**Exercise directions**: Transcribe, without any change, the line that includes "short brown hair in the photo above." and all the lines that come after it in the material below.

(Beginning of The records)

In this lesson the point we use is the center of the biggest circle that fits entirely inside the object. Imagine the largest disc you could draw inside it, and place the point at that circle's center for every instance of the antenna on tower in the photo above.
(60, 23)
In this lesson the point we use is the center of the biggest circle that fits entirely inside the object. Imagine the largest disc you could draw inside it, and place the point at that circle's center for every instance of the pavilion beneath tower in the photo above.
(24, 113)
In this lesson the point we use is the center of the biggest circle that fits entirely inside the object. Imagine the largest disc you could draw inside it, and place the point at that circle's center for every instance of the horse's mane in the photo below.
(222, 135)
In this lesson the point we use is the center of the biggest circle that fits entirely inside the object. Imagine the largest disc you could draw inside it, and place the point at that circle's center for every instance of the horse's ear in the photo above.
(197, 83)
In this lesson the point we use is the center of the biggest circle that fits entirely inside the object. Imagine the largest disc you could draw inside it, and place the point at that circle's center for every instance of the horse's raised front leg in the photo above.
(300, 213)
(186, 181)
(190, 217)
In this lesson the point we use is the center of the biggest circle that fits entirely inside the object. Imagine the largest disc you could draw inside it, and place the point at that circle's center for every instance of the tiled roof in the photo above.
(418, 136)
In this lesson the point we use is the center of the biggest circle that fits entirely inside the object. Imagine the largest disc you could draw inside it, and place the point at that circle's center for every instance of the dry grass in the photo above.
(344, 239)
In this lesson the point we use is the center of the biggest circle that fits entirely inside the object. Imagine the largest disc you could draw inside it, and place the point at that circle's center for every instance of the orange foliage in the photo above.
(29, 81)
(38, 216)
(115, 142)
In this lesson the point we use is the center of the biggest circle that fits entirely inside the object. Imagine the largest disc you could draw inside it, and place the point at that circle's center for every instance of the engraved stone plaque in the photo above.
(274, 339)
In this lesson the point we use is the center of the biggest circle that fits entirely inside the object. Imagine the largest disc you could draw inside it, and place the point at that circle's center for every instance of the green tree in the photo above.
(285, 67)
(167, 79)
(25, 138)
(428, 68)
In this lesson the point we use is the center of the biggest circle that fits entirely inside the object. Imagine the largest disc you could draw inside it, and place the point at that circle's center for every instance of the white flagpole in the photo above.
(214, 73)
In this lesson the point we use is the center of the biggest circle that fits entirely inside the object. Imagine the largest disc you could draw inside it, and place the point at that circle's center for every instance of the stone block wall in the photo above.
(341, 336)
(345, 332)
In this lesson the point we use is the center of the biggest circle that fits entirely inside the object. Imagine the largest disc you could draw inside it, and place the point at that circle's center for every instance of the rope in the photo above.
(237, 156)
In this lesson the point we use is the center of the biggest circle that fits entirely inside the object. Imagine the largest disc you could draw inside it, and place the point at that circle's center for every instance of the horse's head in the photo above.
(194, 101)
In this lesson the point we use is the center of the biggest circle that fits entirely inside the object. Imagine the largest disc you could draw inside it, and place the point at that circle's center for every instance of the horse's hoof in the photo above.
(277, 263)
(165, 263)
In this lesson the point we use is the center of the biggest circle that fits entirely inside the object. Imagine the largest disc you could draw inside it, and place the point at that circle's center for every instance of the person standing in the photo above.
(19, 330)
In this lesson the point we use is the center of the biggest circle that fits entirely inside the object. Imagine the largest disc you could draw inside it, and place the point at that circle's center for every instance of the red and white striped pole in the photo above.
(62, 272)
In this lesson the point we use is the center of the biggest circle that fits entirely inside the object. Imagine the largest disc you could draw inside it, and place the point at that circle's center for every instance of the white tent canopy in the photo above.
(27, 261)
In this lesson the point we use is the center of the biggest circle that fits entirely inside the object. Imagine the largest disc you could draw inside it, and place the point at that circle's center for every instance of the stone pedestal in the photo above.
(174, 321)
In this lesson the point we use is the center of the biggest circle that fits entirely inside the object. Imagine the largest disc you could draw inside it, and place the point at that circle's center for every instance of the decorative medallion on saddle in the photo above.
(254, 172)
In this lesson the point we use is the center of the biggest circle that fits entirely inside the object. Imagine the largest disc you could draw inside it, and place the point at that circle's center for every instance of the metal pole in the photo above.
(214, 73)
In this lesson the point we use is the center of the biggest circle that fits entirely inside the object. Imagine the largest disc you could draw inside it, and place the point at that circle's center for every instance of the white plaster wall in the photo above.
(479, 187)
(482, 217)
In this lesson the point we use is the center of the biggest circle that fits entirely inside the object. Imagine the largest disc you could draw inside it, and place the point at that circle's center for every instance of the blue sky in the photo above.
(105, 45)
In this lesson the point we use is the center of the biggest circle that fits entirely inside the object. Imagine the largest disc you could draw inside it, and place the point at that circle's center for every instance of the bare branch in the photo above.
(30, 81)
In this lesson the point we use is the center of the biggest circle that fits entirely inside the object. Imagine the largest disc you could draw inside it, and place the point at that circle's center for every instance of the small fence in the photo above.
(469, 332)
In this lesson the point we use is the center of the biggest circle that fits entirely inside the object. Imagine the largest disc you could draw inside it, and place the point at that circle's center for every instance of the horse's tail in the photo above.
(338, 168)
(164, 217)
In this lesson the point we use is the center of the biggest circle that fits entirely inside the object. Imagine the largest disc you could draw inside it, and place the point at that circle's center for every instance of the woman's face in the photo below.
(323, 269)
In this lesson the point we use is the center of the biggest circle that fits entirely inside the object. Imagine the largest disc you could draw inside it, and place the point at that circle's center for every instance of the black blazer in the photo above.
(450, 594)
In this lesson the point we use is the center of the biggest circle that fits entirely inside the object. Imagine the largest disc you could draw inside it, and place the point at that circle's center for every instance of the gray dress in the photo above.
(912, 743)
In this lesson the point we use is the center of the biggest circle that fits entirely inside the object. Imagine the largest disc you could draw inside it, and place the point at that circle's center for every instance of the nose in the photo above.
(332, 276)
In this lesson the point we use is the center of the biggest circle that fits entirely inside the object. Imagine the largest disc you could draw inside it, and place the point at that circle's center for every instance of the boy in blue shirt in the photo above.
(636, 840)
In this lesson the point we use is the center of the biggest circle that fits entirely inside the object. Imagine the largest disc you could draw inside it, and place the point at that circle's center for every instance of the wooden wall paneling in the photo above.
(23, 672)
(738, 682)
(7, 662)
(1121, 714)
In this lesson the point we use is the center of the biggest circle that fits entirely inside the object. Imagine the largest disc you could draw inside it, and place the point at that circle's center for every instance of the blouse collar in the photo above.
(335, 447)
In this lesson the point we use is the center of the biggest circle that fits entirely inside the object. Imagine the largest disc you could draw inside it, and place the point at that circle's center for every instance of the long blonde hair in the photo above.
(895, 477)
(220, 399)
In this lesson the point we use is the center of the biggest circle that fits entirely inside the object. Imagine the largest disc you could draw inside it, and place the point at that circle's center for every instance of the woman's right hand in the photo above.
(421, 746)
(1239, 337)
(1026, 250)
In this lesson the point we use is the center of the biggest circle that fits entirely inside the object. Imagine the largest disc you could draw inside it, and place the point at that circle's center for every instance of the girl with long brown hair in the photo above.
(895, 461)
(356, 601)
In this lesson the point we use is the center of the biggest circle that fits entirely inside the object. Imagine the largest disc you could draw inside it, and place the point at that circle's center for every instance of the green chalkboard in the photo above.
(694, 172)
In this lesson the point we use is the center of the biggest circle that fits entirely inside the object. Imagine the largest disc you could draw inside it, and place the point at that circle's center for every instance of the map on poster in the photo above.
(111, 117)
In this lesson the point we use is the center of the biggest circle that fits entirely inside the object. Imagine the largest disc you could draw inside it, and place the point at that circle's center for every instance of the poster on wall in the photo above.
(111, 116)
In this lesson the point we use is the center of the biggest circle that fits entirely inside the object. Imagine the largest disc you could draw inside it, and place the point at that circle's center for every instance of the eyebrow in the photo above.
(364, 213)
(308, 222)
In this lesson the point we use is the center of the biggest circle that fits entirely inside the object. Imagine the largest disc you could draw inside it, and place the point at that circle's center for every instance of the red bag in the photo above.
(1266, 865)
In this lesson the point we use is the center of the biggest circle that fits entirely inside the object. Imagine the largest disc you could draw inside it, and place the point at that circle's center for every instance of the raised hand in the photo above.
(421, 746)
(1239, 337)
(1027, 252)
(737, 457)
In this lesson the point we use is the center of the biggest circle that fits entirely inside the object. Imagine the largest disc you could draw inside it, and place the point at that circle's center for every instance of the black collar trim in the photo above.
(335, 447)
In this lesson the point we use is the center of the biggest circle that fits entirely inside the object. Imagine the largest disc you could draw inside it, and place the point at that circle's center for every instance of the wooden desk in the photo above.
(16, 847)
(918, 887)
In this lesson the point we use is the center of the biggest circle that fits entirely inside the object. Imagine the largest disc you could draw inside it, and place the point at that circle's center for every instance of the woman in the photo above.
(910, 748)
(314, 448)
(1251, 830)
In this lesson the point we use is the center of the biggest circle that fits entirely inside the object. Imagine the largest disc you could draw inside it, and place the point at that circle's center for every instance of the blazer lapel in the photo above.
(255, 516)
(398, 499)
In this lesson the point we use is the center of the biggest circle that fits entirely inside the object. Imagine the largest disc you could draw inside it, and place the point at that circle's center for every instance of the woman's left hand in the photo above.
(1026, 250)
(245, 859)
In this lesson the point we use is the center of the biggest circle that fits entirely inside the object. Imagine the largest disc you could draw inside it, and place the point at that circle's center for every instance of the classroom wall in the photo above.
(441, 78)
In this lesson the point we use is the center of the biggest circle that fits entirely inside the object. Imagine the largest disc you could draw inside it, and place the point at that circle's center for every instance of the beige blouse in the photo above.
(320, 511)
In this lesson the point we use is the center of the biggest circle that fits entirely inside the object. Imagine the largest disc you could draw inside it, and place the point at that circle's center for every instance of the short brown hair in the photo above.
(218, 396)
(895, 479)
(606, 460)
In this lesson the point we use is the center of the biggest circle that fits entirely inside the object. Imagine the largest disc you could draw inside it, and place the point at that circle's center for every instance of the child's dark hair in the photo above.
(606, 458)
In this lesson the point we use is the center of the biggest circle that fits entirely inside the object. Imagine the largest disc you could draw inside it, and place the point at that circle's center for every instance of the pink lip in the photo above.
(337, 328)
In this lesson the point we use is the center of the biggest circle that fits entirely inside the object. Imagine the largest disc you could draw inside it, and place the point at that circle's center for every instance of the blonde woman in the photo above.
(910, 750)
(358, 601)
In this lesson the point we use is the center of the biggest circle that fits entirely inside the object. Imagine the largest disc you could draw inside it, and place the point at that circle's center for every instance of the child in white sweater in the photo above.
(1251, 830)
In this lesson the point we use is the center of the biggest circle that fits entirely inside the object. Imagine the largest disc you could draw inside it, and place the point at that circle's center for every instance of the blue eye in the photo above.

(End of The records)

**Answer to this task**:
In this lesson the point we use is the center of the biggest circle that fits entirely inside the object. Imagine the largest disc you could draw inside it, and place the point at that circle's center for every instance of the short brown hair in the photo above.
(218, 396)
(895, 479)
(606, 460)
In this lesson the point we use is the center of the biggest circle that fits entirely inside the object. Imagine the largest disc you could draw inside it, and place the point at that circle's center for every instance of the child's dark hair in the photo above.
(606, 458)
In this lesson the point we use is the center of the biggest circle that fits entirely inside the object. Imagine the largest disc you could draw inside it, and place the point at that circle's center for every instance of the pink lip in the photo above.
(337, 328)
In this lesson the point we use is the center of the biggest circle that fits entirely inside the object. Imagine the largest disc you could draw inside it, and place the point at that circle's center for every instance of the blonde woman in the photo above.
(910, 750)
(358, 601)
In this lesson the point we use is the center of the biggest circle that fits entirely inside the object. Imagine the largest disc you could draw inside it, and place the point at that circle's center for every instance of the child in white sweater in the photo above.
(1251, 830)
In this lesson the point we use is the center of the biggest circle that fits entirely inside the object. Imagine the largest disc you could draw inside it, and place the point at that circle's center for every instance of the blue eye in the photo above.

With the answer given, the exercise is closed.